Task: Reproduce every line of the listing below word for word, leaving the pictures out of your answer.

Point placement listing
----

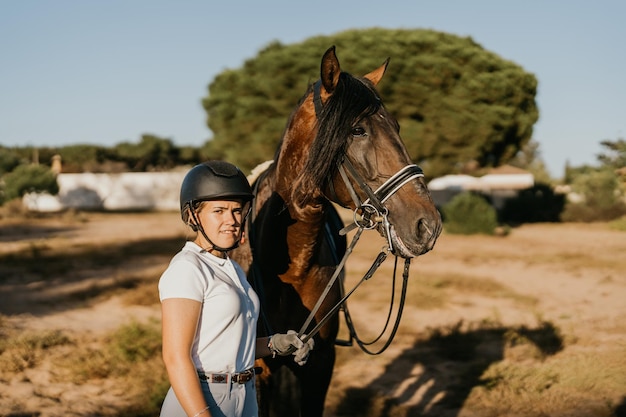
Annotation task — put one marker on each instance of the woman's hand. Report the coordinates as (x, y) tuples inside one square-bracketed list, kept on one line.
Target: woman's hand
[(290, 344)]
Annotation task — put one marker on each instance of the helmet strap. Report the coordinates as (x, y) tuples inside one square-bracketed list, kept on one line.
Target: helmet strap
[(197, 226)]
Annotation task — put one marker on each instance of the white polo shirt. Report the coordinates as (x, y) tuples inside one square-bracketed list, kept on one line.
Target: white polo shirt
[(226, 336)]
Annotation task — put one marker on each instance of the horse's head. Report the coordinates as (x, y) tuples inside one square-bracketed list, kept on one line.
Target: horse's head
[(356, 158)]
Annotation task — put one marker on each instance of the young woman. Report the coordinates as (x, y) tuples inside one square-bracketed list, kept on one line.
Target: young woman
[(209, 311)]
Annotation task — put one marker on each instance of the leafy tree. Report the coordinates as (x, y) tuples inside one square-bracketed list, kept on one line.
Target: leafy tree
[(603, 197), (615, 154), (603, 188), (29, 178), (9, 159), (152, 153), (457, 103), (529, 158)]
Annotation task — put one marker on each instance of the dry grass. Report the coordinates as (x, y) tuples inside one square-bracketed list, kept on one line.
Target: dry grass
[(531, 324)]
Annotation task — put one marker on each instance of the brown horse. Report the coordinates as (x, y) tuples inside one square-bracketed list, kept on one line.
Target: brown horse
[(340, 146)]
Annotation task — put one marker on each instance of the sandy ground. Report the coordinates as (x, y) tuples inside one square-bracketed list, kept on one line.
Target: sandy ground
[(570, 275)]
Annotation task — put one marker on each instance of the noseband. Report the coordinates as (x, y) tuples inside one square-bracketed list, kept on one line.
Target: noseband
[(372, 211), (367, 215)]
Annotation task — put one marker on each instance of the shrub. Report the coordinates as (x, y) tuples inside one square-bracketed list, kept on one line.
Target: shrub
[(603, 198), (536, 204), (469, 213), (29, 178)]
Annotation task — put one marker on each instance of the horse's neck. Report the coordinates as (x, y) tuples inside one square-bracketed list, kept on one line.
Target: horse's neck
[(303, 236)]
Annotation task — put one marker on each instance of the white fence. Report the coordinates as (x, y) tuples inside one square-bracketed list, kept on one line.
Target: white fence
[(123, 191)]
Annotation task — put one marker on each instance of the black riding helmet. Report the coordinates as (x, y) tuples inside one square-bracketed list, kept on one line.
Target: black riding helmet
[(212, 180)]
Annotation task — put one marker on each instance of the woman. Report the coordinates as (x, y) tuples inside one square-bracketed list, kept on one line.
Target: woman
[(209, 311)]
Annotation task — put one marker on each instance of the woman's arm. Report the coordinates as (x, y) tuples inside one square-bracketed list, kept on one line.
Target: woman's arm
[(262, 349), (179, 320)]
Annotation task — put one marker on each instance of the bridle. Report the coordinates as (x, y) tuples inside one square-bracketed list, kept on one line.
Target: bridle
[(368, 214)]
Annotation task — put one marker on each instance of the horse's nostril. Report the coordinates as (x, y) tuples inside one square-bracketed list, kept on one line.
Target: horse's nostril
[(428, 232)]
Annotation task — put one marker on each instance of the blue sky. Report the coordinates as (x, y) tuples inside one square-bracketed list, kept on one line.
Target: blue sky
[(104, 72)]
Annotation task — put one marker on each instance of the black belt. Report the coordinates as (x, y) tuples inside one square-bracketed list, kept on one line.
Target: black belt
[(238, 378)]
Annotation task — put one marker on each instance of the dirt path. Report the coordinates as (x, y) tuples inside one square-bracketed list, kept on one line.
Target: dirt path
[(571, 276)]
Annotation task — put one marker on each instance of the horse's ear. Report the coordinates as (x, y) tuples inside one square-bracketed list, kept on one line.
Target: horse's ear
[(330, 70), (376, 75)]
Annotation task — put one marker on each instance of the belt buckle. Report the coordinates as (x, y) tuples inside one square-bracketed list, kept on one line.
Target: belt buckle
[(219, 378), (244, 377)]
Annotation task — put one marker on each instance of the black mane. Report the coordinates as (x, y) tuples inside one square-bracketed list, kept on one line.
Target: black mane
[(352, 100)]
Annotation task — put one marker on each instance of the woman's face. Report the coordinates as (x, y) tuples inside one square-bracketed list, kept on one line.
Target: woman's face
[(221, 221)]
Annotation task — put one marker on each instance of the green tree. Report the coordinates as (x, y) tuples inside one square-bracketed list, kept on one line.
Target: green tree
[(9, 159), (29, 178), (614, 155), (529, 158), (457, 104), (152, 153)]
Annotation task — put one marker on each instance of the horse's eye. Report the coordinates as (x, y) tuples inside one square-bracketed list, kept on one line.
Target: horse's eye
[(358, 131)]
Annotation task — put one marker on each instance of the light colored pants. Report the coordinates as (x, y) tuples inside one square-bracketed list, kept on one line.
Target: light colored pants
[(224, 400)]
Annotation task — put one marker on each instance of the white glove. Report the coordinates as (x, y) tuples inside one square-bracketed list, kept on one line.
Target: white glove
[(289, 343)]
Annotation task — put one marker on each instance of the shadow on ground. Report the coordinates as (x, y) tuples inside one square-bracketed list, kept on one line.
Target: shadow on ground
[(434, 377)]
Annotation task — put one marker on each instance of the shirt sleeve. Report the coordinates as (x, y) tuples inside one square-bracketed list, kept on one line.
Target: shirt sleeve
[(182, 279)]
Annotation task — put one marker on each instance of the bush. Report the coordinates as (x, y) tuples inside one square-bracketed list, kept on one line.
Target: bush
[(469, 213), (29, 178), (532, 205), (603, 198)]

----

Answer to this task:
Annotation task — put one marker on each instance of the woman's hand. Report the coordinates as (x, y) tuples inside one square-bracketed list, kept on one line.
Target: woman's hand
[(290, 344)]
Annotation task — put one marker on each instance of the helmet strap. Report the coordinates as (x, y) tuples inside one square-bracketed list, kept on one line.
Target: helmet strap
[(197, 226)]
Annotation task — put one marker on each instance of the white polo shirt. Report the coordinates as (x, y) tuples inside one square-bracketed list, kept on one line.
Target: white polo shirt
[(226, 336)]
Annotation task — put one marker on each instance of the horse's head. Report the coordinates as (x, y) tuples inside one square-bracketed list, kept on one line.
Target: horse's head
[(356, 158)]
Annotation task — put one marker on each instance of the young woman. Report the coordinates as (x, y) tuples inside one square-bracketed list, kept on one line.
Target: young woman
[(209, 311)]
Annotation task — put one marker on each instance of the leafy tree. Report the coordinates as (x, y) tuples inside one square-bracketed list, kept on one line.
Target: leafy tree
[(603, 197), (615, 154), (603, 188), (29, 178), (9, 159), (152, 153), (457, 103), (529, 158)]
Annotation task — put one marker on each instance of the dry grass. Report the coordinates as (x, y) tuples inside one square-bracketed list, kept on one line.
Target: dry grass
[(531, 324)]
Annotation task — put one marker on each instance of the brown horse. Report the coordinates as (x, y) tuples inside one square-bracketed list, kept on one line.
Target: brown horse
[(340, 146)]
Annotation task — put one marker on each instance of the sandy ground. Report the coordinates as (x, y) tuples inside one square-bracketed list, kept on one line.
Target: sandy ground
[(570, 275)]
Annotation task — put one marker on each instance of the noseband. Report the coordinates as (x, y) tuples inside one square-bracketed list, kept on one line.
Target: noseband
[(372, 211), (367, 215)]
Annotation task — put one marker on each instance of the shrub. Report the coordinates as (x, y) tuples inside one square-bracketed list, kept on one line.
Target: shrub
[(603, 198), (536, 204), (469, 213), (29, 178)]
Annotation task — put one marker on each instance of the horse's neck. Report the coordinates as (x, y) tuples inside one square-bracketed list, kept on one line.
Target: horse's neck
[(303, 236)]
Annotation task — put one marker on each instance of the white fence. Report the coordinates as (x, y) tuples inside one square-bracketed list, kept on one line.
Target: white fence
[(123, 191)]
Annotation task — put one marker on each instance of the black riding helmet. Report the coordinates as (x, y) tuples inside one square-bracketed list, kept on one line.
Target: black riding helmet
[(212, 180)]
Annotation task — put one marker on each instance of the woman. Report the coordinates as (x, y) tuples inside one square-bracketed list, kept on one line.
Target: woman
[(209, 311)]
Annotation task — put one marker on each instance of the woman's arm. Report the coordinates as (x, y) tuples inside one square-bracketed list, kept on one line.
Target: woman's arm
[(262, 349), (179, 320)]
Annotation task — put one marker on each instance of the bridle. Report the coordinates as (x, y) tuples inside one square-bracketed list, kept on one line.
Target: bridle
[(368, 214)]
Annotation task — put one marker on each instance of the horse's nostril. Report the coordinates as (x, y) tuples inside one square-bracketed list, kept on one line.
Target: horse's nostril
[(428, 232)]
Annotation task — put one marker on each instance of the blue sky. Report the coordinates as (x, y) tuples inside one square-bracketed list, kept on one line.
Target: blue sky
[(104, 72)]
Annotation task — put one marker on each instance of the black belt. Report the coordinates as (x, y) tuples inside one square-bracketed list, kept on one line.
Target: black belt
[(238, 378)]
Annotation task — put one marker on each instance of the dirt path. Report the coordinates as (x, y) tuples inside one square-bracketed list, kept on one line.
Target: dirt path
[(571, 276)]
Annotation task — put one marker on each instance of the horse's ear. Report the coordinates as (x, y) tuples inside one square-bracketed list, kept on one line.
Target: horse's ear
[(330, 70), (376, 75)]
Annotation task — put one marker on each instance of the belt buckle. Report the coordinates as (x, y) tuples inside one square-bracketed list, kept on one line.
Target: belt buckle
[(219, 378), (244, 377)]
Annotation task — put one marker on each instance of the black mane. Report the coordinates as (x, y) tuples inside one square-bracketed list, kept on one line.
Target: black mane
[(352, 100)]
Annotation task — put one marker on each instance of the woman's face. Report the coordinates as (x, y) tuples inside one square-bracketed list, kept on one line.
Target: woman's face
[(221, 221)]
Annotation task — put one marker on each instance of the green tree. Report the coordinates as (x, y) tuples inside one square-bracketed list, kept on one line.
Target: green tree
[(9, 159), (29, 178), (614, 155), (529, 158), (457, 104), (152, 153)]
Annotation task — put one marker on each instance of the horse's eye. Report the coordinates as (x, y) tuples inside one square-bracketed list, kept on one line.
Target: horse's eye
[(358, 131)]
Annotation task — put one marker on each instance of the light colored pants. Report the coordinates as (x, y) tuples inside one square-bracketed list, kept on one line.
Target: light colored pants
[(224, 400)]
Annotation task — put one marker on each instance of the white glove. Report the coordinates as (x, y) tuples inside one square-bracketed list, kept on one line.
Target: white glove
[(289, 343)]
Annotation task — put one marker on each instance of the shadow on ground. Report the coordinates as (x, y) tuples inside one square-bracketed list, kept on one line.
Target: shadow on ground
[(434, 377)]
Annotation task — put one marker on each instance of the shirt sleeve. Report the coordinates as (x, y) tuples inside one square-bracketed list, kept on one line.
Target: shirt sleeve
[(182, 279)]
Annotation task — put one marker on each instance of the bush. Report the coordinates as (x, y) tuples inside one square-bracketed list, kept on one line.
Target: bush
[(469, 213), (29, 178), (532, 205), (603, 198)]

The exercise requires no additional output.